[start of Working data]

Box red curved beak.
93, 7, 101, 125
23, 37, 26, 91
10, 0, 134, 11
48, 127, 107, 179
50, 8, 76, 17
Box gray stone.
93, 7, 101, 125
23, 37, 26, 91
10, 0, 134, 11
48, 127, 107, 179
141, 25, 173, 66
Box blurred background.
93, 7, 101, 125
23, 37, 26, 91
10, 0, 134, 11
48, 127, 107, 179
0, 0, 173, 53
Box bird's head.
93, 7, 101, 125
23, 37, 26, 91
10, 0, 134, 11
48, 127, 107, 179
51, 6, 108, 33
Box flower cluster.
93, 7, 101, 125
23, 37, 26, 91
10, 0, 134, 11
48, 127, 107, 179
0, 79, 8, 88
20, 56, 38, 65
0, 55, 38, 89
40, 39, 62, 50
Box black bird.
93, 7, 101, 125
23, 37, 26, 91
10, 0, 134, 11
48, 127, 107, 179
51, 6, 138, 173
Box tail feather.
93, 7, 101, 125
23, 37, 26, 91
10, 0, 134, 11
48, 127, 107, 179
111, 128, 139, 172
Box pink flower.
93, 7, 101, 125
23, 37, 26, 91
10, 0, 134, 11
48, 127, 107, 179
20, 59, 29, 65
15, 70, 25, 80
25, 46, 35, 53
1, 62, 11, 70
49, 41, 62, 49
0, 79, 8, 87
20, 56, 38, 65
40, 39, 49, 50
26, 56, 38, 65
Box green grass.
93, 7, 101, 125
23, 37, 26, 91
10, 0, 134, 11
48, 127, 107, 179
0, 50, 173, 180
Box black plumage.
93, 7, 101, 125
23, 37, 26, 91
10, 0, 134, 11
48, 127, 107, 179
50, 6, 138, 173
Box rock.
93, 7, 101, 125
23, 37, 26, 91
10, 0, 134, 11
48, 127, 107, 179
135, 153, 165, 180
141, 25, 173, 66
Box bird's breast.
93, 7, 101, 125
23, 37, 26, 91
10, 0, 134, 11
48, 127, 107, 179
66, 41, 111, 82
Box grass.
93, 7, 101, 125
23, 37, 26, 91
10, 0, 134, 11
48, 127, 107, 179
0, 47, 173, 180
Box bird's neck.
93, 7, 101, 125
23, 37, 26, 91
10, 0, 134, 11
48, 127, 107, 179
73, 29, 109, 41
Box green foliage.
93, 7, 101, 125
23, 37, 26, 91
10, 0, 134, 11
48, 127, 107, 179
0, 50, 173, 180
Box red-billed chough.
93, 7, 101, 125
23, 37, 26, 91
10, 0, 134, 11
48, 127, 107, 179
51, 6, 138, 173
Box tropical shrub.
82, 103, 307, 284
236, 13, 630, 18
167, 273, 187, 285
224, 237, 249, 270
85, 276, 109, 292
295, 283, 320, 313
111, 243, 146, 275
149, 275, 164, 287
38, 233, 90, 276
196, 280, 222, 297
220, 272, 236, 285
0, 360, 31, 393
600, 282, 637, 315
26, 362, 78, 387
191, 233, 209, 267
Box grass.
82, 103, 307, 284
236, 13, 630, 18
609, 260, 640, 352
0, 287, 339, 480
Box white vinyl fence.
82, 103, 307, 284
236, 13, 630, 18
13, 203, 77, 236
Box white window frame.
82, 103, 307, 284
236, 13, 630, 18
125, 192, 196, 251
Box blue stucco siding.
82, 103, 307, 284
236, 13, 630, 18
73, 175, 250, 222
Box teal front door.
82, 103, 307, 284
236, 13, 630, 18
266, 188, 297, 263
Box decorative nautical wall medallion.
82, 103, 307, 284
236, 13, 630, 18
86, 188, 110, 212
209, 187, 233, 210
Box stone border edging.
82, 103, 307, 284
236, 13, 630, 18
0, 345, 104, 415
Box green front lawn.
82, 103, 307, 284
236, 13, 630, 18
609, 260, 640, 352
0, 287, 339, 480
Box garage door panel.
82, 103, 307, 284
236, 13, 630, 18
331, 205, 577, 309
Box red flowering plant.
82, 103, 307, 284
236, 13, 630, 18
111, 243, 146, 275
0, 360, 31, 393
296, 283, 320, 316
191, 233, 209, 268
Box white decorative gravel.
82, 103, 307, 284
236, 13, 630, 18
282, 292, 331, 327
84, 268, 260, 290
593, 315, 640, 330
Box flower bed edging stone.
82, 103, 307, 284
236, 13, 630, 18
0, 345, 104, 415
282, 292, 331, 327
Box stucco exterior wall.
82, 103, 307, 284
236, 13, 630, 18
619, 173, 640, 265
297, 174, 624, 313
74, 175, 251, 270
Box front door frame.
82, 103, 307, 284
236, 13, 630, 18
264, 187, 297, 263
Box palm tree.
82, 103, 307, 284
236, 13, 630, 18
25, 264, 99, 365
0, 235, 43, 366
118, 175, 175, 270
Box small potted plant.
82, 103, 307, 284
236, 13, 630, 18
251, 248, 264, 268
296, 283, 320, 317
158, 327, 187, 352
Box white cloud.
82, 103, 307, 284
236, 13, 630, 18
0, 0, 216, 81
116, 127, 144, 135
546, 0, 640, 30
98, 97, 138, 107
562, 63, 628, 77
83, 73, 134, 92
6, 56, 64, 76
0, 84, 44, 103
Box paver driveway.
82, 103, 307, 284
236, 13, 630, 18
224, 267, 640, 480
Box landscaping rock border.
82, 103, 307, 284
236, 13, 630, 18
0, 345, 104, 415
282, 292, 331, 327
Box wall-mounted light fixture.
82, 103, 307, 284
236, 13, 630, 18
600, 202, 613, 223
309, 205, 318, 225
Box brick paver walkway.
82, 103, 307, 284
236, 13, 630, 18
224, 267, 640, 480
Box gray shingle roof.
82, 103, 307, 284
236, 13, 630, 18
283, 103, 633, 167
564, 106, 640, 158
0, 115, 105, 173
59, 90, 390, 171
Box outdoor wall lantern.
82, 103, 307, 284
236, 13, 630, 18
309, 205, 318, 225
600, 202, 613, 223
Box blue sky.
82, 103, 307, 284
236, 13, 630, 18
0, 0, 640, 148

[end of Working data]

Task objective
Put every line of the items above into a numbered list, omitting any blank lines.

Answer to this exercise
1. Box red curved beak.
2. 93, 7, 101, 125
3. 23, 37, 26, 91
4. 10, 0, 134, 11
5. 48, 127, 107, 179
6. 50, 8, 76, 17
7. Box gray stone.
8. 93, 7, 101, 125
9. 23, 37, 26, 91
10. 10, 0, 134, 11
11. 48, 127, 107, 179
12. 141, 25, 173, 66
13. Box blurred background.
14. 93, 7, 101, 125
15. 23, 37, 26, 91
16. 10, 0, 134, 11
17. 48, 127, 107, 179
18. 0, 0, 173, 53
19. Box bird's head.
20. 93, 7, 101, 125
21. 23, 37, 26, 91
22. 10, 0, 134, 11
23. 48, 127, 107, 179
24. 51, 6, 108, 33
25. Box flower cluster.
26. 93, 7, 101, 125
27. 23, 37, 26, 91
28. 10, 0, 134, 11
29. 48, 127, 107, 179
30. 0, 79, 8, 88
31. 20, 56, 38, 65
32. 0, 55, 38, 89
33. 40, 39, 62, 50
34. Box black bird.
35. 93, 7, 101, 125
36. 23, 37, 26, 91
37. 10, 0, 134, 11
38. 48, 127, 107, 179
39. 51, 6, 138, 173
40. Box tail feather.
41. 93, 7, 101, 125
42. 23, 37, 26, 91
43. 10, 0, 134, 11
44. 48, 127, 107, 179
45. 111, 128, 139, 172
46. Box pink flower.
47. 93, 7, 101, 125
48. 23, 37, 26, 91
49. 10, 0, 134, 11
50. 48, 127, 107, 179
51. 20, 59, 29, 65
52. 15, 70, 25, 80
53. 25, 46, 35, 53
54. 1, 62, 11, 70
55. 49, 41, 62, 49
56. 0, 79, 8, 87
57. 20, 56, 38, 65
58. 40, 39, 49, 50
59. 26, 56, 38, 65
60. Box green grass.
61. 93, 7, 101, 125
62. 23, 37, 26, 91
63. 10, 0, 134, 11
64. 48, 127, 107, 179
65. 0, 50, 173, 180
66. Box black plumage.
67. 93, 7, 101, 125
68. 23, 37, 26, 91
69. 10, 0, 134, 11
70. 48, 127, 107, 179
71. 50, 6, 138, 173
72. Box rock.
73. 93, 7, 101, 125
74. 23, 37, 26, 91
75. 10, 0, 134, 11
76. 48, 127, 107, 179
77. 135, 153, 165, 180
78. 141, 25, 173, 66
79. Box bird's breast.
80. 93, 7, 101, 125
81. 23, 37, 26, 91
82. 10, 0, 134, 11
83. 48, 127, 107, 179
84. 66, 41, 111, 82
85. Box grass.
86. 93, 7, 101, 125
87. 23, 37, 26, 91
88. 10, 0, 134, 11
89. 48, 127, 107, 179
90. 0, 47, 173, 180
91. Box bird's neck.
92. 93, 7, 101, 125
93. 23, 37, 26, 91
94. 10, 0, 134, 11
95. 48, 127, 107, 179
96. 73, 29, 109, 41
97. Box green foliage.
98. 93, 7, 101, 125
99. 23, 37, 26, 91
100. 10, 0, 134, 11
101. 48, 127, 107, 179
102. 0, 50, 173, 180
103. Box red-billed chough.
104. 93, 7, 101, 125
105. 23, 37, 26, 91
106. 10, 0, 134, 11
107. 48, 127, 107, 179
108. 51, 6, 138, 173
109. Box tropical shrub.
110. 82, 103, 307, 284
111. 236, 13, 630, 18
112. 167, 273, 187, 285
113. 224, 237, 249, 270
114. 85, 276, 109, 292
115. 295, 283, 320, 313
116. 111, 243, 146, 275
117. 149, 275, 164, 287
118. 38, 233, 90, 276
119. 196, 280, 222, 297
120. 220, 272, 236, 285
121. 0, 360, 31, 393
122. 600, 282, 637, 315
123. 26, 362, 78, 387
124. 191, 233, 209, 267
125. Box grass.
126. 82, 103, 307, 284
127. 236, 13, 630, 18
128. 609, 260, 640, 352
129. 0, 287, 339, 480
130. Box white vinyl fence.
131. 82, 103, 307, 284
132. 236, 13, 630, 18
133. 13, 203, 77, 236
134. Box white window frame.
135. 82, 103, 307, 284
136. 236, 13, 630, 18
137. 125, 192, 196, 251
138. Box blue stucco siding.
139. 82, 103, 307, 284
140. 236, 13, 630, 18
141. 73, 175, 250, 222
142. Box teal front door.
143. 82, 103, 307, 284
144. 236, 13, 630, 18
145. 266, 188, 297, 263
146. Box decorative nautical wall medallion.
147. 82, 103, 307, 284
148. 236, 13, 630, 18
149. 86, 188, 110, 212
150. 209, 187, 233, 210
151. Box stone border edging.
152. 82, 103, 307, 284
153. 236, 13, 630, 18
154. 0, 345, 104, 415
155. Box green front lawn.
156. 82, 103, 307, 284
157. 236, 13, 630, 18
158. 609, 260, 640, 352
159. 0, 287, 339, 480
160. Box garage door panel.
161. 82, 103, 307, 284
162. 236, 13, 630, 18
163. 331, 205, 577, 309
164. Box red flowering plant.
165. 82, 103, 307, 284
166. 236, 13, 630, 18
167. 111, 243, 146, 275
168. 0, 360, 31, 393
169. 296, 283, 320, 316
170. 191, 233, 209, 268
171. Box white decorative gravel.
172. 82, 103, 307, 284
173. 236, 13, 630, 18
174. 282, 292, 331, 327
175. 84, 268, 260, 290
176. 593, 315, 640, 330
177. Box flower bed edging stone.
178. 82, 103, 307, 284
179. 236, 13, 630, 18
180. 0, 345, 104, 415
181. 282, 292, 331, 327
182. Box stucco exterior wall.
183. 82, 103, 307, 284
184. 236, 13, 630, 18
185. 619, 173, 640, 265
186. 297, 174, 624, 313
187. 74, 175, 251, 270
188. Box front door frame.
189. 82, 103, 307, 284
190. 236, 13, 630, 18
191. 264, 187, 297, 263
192. Box palm tree.
193. 82, 103, 307, 284
194. 236, 13, 630, 18
195. 25, 264, 99, 365
196. 0, 235, 43, 366
197. 118, 175, 175, 270
198. Box small potted plant.
199. 82, 103, 307, 284
200. 236, 13, 630, 18
201. 251, 248, 264, 268
202. 296, 283, 320, 317
203. 158, 327, 187, 352
204. Box white cloud.
205. 82, 103, 307, 284
206. 236, 13, 630, 18
207. 0, 0, 216, 81
208. 116, 127, 144, 135
209. 546, 0, 640, 30
210. 98, 97, 138, 107
211. 562, 63, 628, 77
212. 83, 73, 134, 92
213. 6, 56, 64, 76
214. 0, 84, 44, 103
215. Box paver driveway.
216. 82, 103, 307, 284
217. 236, 13, 630, 18
218. 224, 267, 640, 480
219. Box landscaping rock border.
220. 82, 103, 307, 284
221. 236, 13, 630, 18
222. 0, 345, 104, 415
223. 282, 292, 331, 327
224. Box wall-mounted light fixture.
225. 82, 103, 307, 284
226. 236, 13, 630, 18
227. 600, 202, 613, 223
228. 309, 205, 318, 225
229. Box brick paver walkway.
230. 82, 103, 307, 284
231. 236, 13, 630, 18
232. 224, 267, 640, 480
233. Box gray shingle roof.
234. 82, 103, 307, 284
235. 236, 13, 630, 18
236. 283, 103, 633, 167
237. 564, 106, 640, 158
238. 0, 115, 105, 173
239. 59, 90, 390, 171
240. Box outdoor wall lantern.
241. 82, 103, 307, 284
242. 236, 13, 630, 18
243. 309, 205, 318, 225
244. 600, 202, 613, 223
245. Box blue sky.
246. 82, 103, 307, 284
247. 236, 13, 630, 18
248. 0, 0, 640, 148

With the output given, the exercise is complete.